_Aim of the exercise_. With the images removed, repeat the data below exactly.
------------------------------------
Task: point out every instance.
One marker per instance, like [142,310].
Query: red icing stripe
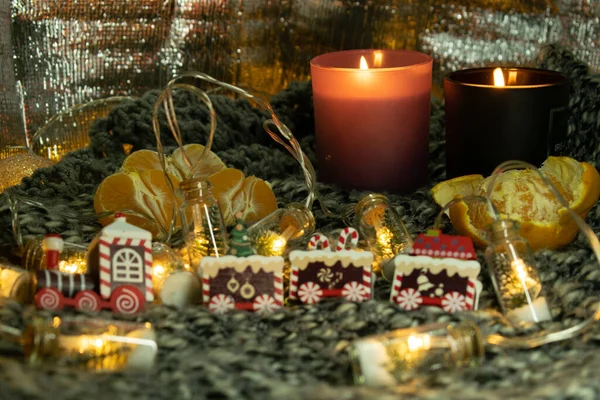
[432,301]
[244,306]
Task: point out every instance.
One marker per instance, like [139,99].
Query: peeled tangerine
[521,195]
[141,186]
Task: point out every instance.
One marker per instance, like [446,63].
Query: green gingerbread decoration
[240,244]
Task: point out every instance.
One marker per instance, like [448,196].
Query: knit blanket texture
[300,351]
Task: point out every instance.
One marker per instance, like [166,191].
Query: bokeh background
[57,54]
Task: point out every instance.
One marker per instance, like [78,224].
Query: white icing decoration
[210,266]
[465,268]
[301,259]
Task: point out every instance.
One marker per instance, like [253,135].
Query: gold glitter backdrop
[56,54]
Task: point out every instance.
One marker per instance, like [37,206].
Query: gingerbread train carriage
[120,277]
[253,283]
[320,273]
[441,271]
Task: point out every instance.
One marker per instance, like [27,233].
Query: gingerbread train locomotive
[440,271]
[119,278]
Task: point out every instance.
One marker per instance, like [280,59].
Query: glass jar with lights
[398,356]
[16,283]
[272,234]
[381,226]
[202,224]
[514,276]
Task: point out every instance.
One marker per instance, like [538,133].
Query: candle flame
[363,63]
[378,59]
[498,77]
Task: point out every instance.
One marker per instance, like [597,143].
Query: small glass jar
[515,279]
[72,259]
[203,227]
[397,357]
[382,228]
[290,224]
[16,283]
[92,344]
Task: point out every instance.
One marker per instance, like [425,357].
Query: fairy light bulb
[92,344]
[516,281]
[382,228]
[398,356]
[271,235]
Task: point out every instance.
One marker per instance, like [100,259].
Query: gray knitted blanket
[299,352]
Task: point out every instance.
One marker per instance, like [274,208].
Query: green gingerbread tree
[240,244]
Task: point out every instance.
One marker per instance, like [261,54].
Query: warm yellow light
[378,59]
[158,271]
[519,266]
[363,63]
[419,342]
[498,77]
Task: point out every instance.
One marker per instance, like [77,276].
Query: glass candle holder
[203,226]
[290,224]
[399,356]
[488,123]
[515,279]
[382,228]
[372,118]
[92,344]
[16,283]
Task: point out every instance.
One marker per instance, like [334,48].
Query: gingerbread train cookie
[320,272]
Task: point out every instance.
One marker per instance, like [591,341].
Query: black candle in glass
[494,115]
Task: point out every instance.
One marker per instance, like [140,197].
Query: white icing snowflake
[310,293]
[453,302]
[409,299]
[221,303]
[354,291]
[264,304]
[325,275]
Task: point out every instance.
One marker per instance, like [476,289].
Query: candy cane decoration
[318,239]
[348,237]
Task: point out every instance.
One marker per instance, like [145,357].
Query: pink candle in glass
[372,125]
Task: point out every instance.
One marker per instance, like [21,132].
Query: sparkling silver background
[55,54]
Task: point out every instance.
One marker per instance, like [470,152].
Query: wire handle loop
[532,341]
[281,134]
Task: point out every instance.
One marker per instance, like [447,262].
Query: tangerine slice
[118,192]
[211,163]
[225,185]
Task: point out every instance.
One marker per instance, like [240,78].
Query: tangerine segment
[259,199]
[118,192]
[580,179]
[445,191]
[210,163]
[226,184]
[157,196]
[521,195]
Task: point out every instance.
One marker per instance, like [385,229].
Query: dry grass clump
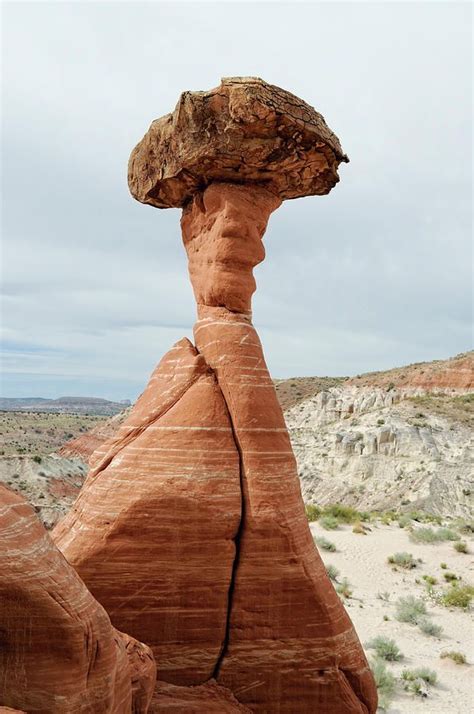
[457,657]
[409,609]
[402,560]
[429,535]
[325,544]
[458,596]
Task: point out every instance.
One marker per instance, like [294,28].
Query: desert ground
[376,586]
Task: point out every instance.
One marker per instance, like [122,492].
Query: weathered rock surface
[152,533]
[59,653]
[244,131]
[289,639]
[379,450]
[209,698]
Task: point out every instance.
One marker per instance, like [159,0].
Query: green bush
[428,676]
[409,609]
[403,560]
[458,596]
[457,657]
[428,627]
[384,681]
[385,648]
[325,544]
[329,523]
[312,512]
[344,514]
[332,571]
[429,535]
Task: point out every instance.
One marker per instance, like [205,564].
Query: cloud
[373,275]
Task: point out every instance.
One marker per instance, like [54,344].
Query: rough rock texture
[152,533]
[59,653]
[373,449]
[244,131]
[289,638]
[209,698]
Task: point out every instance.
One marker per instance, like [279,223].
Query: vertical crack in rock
[237,541]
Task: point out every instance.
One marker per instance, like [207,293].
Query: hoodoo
[190,529]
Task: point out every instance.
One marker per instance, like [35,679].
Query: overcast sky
[377,274]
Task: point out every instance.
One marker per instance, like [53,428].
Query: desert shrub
[312,512]
[403,560]
[404,521]
[385,648]
[329,523]
[426,675]
[344,588]
[384,681]
[429,535]
[325,544]
[409,609]
[458,596]
[428,627]
[332,571]
[457,657]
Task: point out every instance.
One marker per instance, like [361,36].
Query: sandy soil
[363,560]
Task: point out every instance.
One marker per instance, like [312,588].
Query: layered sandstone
[152,533]
[59,652]
[190,528]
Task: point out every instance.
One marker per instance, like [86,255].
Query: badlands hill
[400,439]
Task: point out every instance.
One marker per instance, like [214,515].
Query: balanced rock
[59,654]
[190,528]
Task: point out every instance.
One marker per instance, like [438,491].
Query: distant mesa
[66,405]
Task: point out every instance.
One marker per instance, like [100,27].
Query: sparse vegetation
[409,609]
[325,544]
[429,535]
[384,681]
[344,588]
[332,571]
[329,523]
[428,676]
[458,596]
[402,560]
[457,657]
[428,627]
[385,648]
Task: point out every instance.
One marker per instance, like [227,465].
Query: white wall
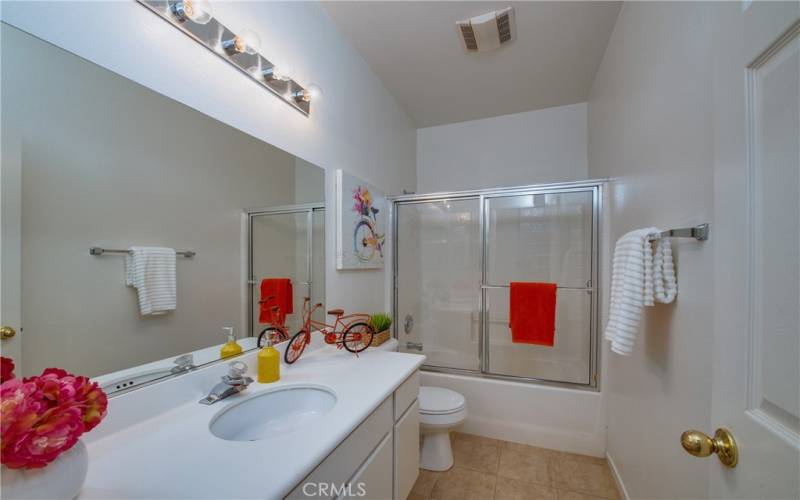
[650,130]
[547,145]
[358,126]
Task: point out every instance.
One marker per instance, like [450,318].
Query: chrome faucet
[183,363]
[232,383]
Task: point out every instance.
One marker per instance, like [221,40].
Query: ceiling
[414,49]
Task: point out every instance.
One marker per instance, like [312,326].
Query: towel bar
[100,251]
[700,233]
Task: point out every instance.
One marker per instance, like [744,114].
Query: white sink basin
[271,413]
------------------------------------
_Answer to this problem_.
Task: point out every instance.
One marker per instance, like [142,310].
Query: red icing stripe
[432,301]
[244,306]
Task: point out every instance.
One marker per instance, like [139,99].
Query: peeled tangerine
[521,195]
[141,186]
Task: point out every instance.
One marker per instance, like [446,63].
Query: green gingerbread decoration
[240,244]
Task: point out every instance.
One marker per instance, like [448,196].
Query: knit blanket texture
[300,351]
Task: point out every instance.
One marker per instance, like [166,191].
Query: bokeh background
[57,54]
Task: point out every instance.
One marker per instance, like [78,224].
Query: white icing decoration
[210,266]
[465,268]
[301,259]
Task: point out every instance.
One marker per instance, like [253,135].
Query: gold glitter backdrop
[56,54]
Task: point out every instance.
One marker per instance, like [37,206].
Query: gingerbread train carriage
[120,277]
[253,283]
[320,273]
[441,271]
Task: point out every instance.
One marker per instance, like [27,233].
Query: gingerbread train locomotive
[440,271]
[119,278]
Task: point out every instance.
One marker per instance, like [280,59].
Query: glass jar with lights
[398,356]
[16,283]
[272,234]
[381,226]
[202,224]
[514,276]
Task: point out every instance.
One marker per instance, like [538,133].
Query: candle flame
[363,63]
[378,59]
[498,77]
Task: point out every instance.
One marker per instance, like [597,143].
Query: small glass jar
[515,279]
[72,259]
[203,227]
[397,357]
[382,228]
[290,224]
[16,283]
[92,344]
Task: point out every instance.
One marker per instance, like [425,357].
Query: fairy light bulb
[92,344]
[516,281]
[382,228]
[398,356]
[271,235]
Task: point out every instance.
One marker per instance, like [100,259].
Query: gray knitted blanket
[299,352]
Task: point out every instance.
One marker per instance, like [274,208].
Query: green gingerbread tree
[240,244]
Task: point out every instance.
One marker per instance, like [261,54].
Query: warm yellow light
[378,59]
[158,271]
[519,266]
[363,63]
[419,342]
[498,77]
Task: point out every instance.
One marker per instance, like [77,276].
Query: glass candle holder
[203,226]
[290,224]
[399,356]
[488,123]
[515,279]
[382,228]
[372,118]
[92,344]
[16,283]
Task: point out every instance.
One marker per instance, like [334,48].
Query: gingerbread train cookie
[320,272]
Task: point out every instance.
One marker per instance, like [591,341].
Query: black candle in glass
[494,115]
Task: point out every instance.
One marker per instance, like [140,197].
Query: white icing snowflake
[310,293]
[453,302]
[409,299]
[221,303]
[354,291]
[264,304]
[325,275]
Task: point out every instance.
One marker per instance, like [476,289].
Query: candy cane decoration
[318,239]
[348,237]
Task: point out every instance.
One marker per instance, like [145,357].
Query: pink candle in glass
[372,125]
Task: point out every instance.
One marker per instance, like [21,132].
Query: sparkling silver background
[55,54]
Task: point out every instance.
One marker per instance, like [470,152].
Query: wire handle loop
[532,341]
[281,134]
Task: point out every instance.
One marker per instance, like [447,262].
Query: tangerine slice
[118,192]
[211,163]
[225,185]
Task: point out every instance.
One marker per instance, like [240,78].
Query: tangerine segment
[259,199]
[118,192]
[580,179]
[445,191]
[210,163]
[226,184]
[157,196]
[521,195]
Task: point out every instance.
One marker per instance, like [385,229].
Query: dry grass clump
[457,657]
[409,609]
[402,560]
[429,535]
[325,544]
[458,596]
Task: point out every instance.
One marker per instance, like [294,28].
Query: desert ground
[376,586]
Task: point out every instance.
One marker per instance, like [122,492].
Query: weathered rock surface
[152,533]
[59,653]
[244,131]
[289,639]
[379,450]
[209,698]
Task: point out every instance.
One marker per instance, like [159,0].
Query: green bush
[428,676]
[409,609]
[403,560]
[458,596]
[457,657]
[428,627]
[384,681]
[385,648]
[325,544]
[329,523]
[312,512]
[344,514]
[332,571]
[429,535]
Task: point out every instance.
One marker per instance, like [205,564].
Query: cloud
[373,275]
Task: point out every instance.
One marker per instance, like [54,344].
Query: rough rock texture
[152,533]
[59,653]
[373,449]
[244,131]
[289,638]
[209,698]
Task: point out every instance.
One marker per instance, like [279,223].
Query: vertical crack in rock
[237,541]
Task: point out every instance.
One marker per instance, like [207,293].
Query: hoodoo
[190,529]
Task: point out every instance.
One marker per instance, like [35,679].
Query: overcast sky
[377,274]
Task: point out every instance.
One marker per instance, like [53,428].
Query: desert shrub
[312,512]
[403,560]
[404,521]
[385,648]
[329,523]
[426,675]
[344,588]
[384,681]
[429,535]
[325,544]
[409,609]
[458,596]
[428,627]
[332,571]
[457,657]
Task: point out every instance.
One marker per instance, like [361,36].
Query: sandy soil
[363,560]
Task: point out every instance.
One marker per instance, like [312,588].
Query: layered sandstone
[152,533]
[59,652]
[190,528]
Task: point out every instance.
One marker per instance, like [86,255].
Query: badlands hill
[400,439]
Task: point out every instance.
One marker per instance, like [214,515].
Query: balanced rock
[59,654]
[190,528]
Task: point out every instance.
One marker per instance, like [438,491].
Query: distant mesa
[66,405]
Task: point out every instance.
One marker per instance, like [100,27].
Query: sparse vegetation
[409,609]
[325,544]
[429,535]
[384,681]
[344,588]
[332,571]
[329,523]
[428,676]
[458,596]
[402,560]
[457,657]
[428,627]
[385,648]
Task: point out every instance.
One marker per instance, like [227,465].
Query: white wall
[650,130]
[547,145]
[358,126]
Task: point out every instance.
One marker per instance, like [450,318].
Query: chrome faucet
[183,363]
[232,383]
Task: point out every instance.
One marker per instance, like [221,40].
Query: ceiling
[414,49]
Task: point out every instance.
One marker per instance, like [312,326].
Query: towel bar
[100,251]
[700,233]
Task: point out every instance.
One marker per instance, like [744,114].
Query: white sink basin
[271,413]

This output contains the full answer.